選択テキスト
「およそ家臣ほど油断のならぬ者はなし。親子兄弟の間にても偽り多し。或ひは利に迷ふことあり。然るに、家人は血を分けたるにもあらず、ただ恩義に感じ、又は勢に恐れて下知に随(したが)ひ、命をもくれることあれば、よく心を用ひ察すべきことなり」(*)
出所:「戦国武将のひとこと」(丸善)
冒頭の言葉は、
- 「部下の考えを知ろうとすることが重要である」
ということを表しています。
多数いる戦国武将の中でも、高い人気を誇る幸村。それは忠義に厚い、悲劇のヒーローというイメージがあるからかもしれません。
弱小大名だった真田家は、幸村の父である昌幸(まさゆき)の活躍によって、一目置かれるようになりました。昌幸は、生涯同じ主の下に仕えたわけではなく、武田を筆頭に北条・上杉・豊臣・徳川などの強豪の中で、時勢を読み、自らに有利な主に仕えることを選びました。こうした昌幸の政略は、幸村の思想や生き方にも影響を与えていたと考えられます。

抽出済みの記録:
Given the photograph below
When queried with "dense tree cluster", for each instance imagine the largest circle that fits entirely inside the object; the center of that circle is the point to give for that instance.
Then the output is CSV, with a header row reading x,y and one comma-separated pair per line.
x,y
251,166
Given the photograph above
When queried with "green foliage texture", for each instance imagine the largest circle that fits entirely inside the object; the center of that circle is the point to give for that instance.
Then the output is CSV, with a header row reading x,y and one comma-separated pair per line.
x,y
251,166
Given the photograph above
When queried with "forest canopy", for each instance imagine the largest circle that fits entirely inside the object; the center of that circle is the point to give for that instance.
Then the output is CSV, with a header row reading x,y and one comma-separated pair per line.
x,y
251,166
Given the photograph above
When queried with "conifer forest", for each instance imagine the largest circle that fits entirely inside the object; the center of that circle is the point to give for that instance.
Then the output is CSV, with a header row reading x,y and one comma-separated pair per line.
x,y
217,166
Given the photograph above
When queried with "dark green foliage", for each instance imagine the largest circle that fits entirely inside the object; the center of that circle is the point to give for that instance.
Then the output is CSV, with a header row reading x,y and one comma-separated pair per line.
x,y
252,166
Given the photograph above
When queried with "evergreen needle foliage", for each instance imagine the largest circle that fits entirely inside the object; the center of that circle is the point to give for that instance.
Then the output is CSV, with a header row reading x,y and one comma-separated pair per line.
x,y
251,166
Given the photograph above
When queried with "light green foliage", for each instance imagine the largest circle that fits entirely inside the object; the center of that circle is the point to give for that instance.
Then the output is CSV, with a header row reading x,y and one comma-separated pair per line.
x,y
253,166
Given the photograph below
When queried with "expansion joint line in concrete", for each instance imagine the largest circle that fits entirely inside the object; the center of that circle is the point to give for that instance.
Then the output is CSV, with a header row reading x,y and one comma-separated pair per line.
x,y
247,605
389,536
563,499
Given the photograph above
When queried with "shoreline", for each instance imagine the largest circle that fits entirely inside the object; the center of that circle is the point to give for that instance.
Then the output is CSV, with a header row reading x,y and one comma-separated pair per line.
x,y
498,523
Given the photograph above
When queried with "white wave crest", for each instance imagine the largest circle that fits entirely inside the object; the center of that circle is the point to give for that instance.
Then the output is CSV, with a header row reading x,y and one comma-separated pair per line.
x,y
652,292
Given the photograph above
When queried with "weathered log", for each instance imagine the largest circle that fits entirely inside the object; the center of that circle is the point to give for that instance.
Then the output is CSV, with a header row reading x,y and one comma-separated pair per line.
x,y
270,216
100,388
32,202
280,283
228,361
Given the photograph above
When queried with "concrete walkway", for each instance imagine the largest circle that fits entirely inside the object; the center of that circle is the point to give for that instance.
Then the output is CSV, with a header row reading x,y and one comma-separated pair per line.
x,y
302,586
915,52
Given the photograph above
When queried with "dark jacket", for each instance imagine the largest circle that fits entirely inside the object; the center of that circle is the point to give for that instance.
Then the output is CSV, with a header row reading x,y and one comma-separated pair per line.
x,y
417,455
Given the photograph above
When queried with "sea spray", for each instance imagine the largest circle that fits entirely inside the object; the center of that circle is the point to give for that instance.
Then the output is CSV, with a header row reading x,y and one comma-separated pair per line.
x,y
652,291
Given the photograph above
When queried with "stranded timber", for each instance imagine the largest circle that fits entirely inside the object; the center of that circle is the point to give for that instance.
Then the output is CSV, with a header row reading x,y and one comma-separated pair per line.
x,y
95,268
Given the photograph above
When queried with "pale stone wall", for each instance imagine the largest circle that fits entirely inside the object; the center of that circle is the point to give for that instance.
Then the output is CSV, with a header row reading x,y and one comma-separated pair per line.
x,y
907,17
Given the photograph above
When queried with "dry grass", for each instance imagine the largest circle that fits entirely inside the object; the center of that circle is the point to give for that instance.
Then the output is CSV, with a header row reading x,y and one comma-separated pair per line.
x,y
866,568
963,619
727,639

取り組む課題
上の選択テキストから、「出所:「戦国武将のひとこと」(丸善)」から「を与えていたと考えられます。」までの部分を一字も変えずに抜き出してください。

演習の結果
出所:「戦国武将のひとこと」(丸善)
冒頭の言葉は、
- 「部下の考えを知ろうとすることが重要である」
ということを表しています。
多数いる戦国武将の中でも、高い人気を誇る幸村。それは忠義に厚い、悲劇のヒーローというイメージがあるからかもしれません。
弱小大名だった真田家は、幸村の父である昌幸(まさゆき)の活躍によって、一目置かれるようになりました。昌幸は、生涯同じ主の下に仕えたわけではなく、武田を筆頭に北条・上杉・豊臣・徳川などの強豪の中で、時勢を読み、自らに有利な主に仕えることを選びました。こうした昌幸の政略は、幸村の思想や生き方にも影響を与えていたと考えられます。